• [Required work]
Repeat every entry word for word, but leave the images out of your copy.

Point annotation dataset records

________________________

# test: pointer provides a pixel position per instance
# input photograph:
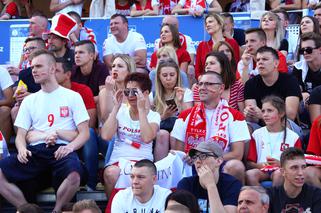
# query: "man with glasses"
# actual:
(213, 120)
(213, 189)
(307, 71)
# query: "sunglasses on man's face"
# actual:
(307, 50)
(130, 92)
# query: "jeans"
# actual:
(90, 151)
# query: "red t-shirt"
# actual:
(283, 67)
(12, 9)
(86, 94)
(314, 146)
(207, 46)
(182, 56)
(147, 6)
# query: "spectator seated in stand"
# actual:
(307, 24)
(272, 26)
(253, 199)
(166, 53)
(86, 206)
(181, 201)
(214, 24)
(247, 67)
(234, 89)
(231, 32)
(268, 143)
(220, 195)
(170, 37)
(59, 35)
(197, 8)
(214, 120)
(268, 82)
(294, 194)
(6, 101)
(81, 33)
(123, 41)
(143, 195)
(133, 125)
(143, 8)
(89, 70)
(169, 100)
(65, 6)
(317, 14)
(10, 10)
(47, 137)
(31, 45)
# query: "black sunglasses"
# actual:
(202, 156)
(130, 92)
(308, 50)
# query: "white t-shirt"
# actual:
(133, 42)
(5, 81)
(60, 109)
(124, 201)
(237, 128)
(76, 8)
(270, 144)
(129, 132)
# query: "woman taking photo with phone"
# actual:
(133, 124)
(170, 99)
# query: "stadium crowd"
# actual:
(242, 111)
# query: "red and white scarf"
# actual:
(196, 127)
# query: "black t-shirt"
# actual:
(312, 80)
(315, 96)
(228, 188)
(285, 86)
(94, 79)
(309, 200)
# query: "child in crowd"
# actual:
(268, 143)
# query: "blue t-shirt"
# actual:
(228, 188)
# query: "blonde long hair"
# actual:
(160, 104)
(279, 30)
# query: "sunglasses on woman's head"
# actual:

________________________

• [Correct response]
# test: pointer provides a pixel position per instance
# input photograph:
# query: "man with glasses"
# actual:
(213, 120)
(213, 189)
(307, 71)
# query: "sunglasses on man's face"
# actual:
(307, 50)
(130, 92)
# query: "jeans"
# actual:
(90, 151)
# query: "red t-shirt"
# actual:
(283, 67)
(12, 9)
(86, 94)
(314, 146)
(207, 46)
(182, 56)
(147, 6)
# query: "spectator seated in stand"
# actual:
(307, 24)
(272, 26)
(253, 199)
(166, 53)
(86, 206)
(181, 201)
(214, 24)
(247, 67)
(234, 89)
(231, 32)
(268, 143)
(220, 195)
(170, 37)
(59, 35)
(197, 8)
(214, 120)
(268, 82)
(294, 194)
(6, 101)
(81, 33)
(123, 41)
(143, 195)
(133, 125)
(143, 8)
(89, 70)
(169, 100)
(65, 6)
(317, 14)
(10, 10)
(47, 137)
(31, 45)
# query: "black sunglasses"
# actual:
(202, 156)
(130, 92)
(308, 50)
# query: "white t-shirt"
# actual:
(133, 42)
(5, 81)
(60, 109)
(124, 201)
(237, 128)
(76, 8)
(270, 144)
(129, 132)
# query: "woman taking photo with phone"
# actual:
(133, 124)
(170, 99)
# query: "stadium crowd"
# actual:
(242, 111)
# query: "red and white scarf"
# actual:
(196, 127)
# query: "black t-shirt"
# actual:
(312, 80)
(315, 96)
(228, 188)
(285, 86)
(94, 79)
(309, 200)
# query: "child in crowd"
# actual:
(268, 143)
# query: "blue t-shirt"
# actual:
(228, 188)
# query: "blonde long hair"
# actual:
(160, 104)
(279, 30)
# query: "sunglasses on woman's head"
# actual:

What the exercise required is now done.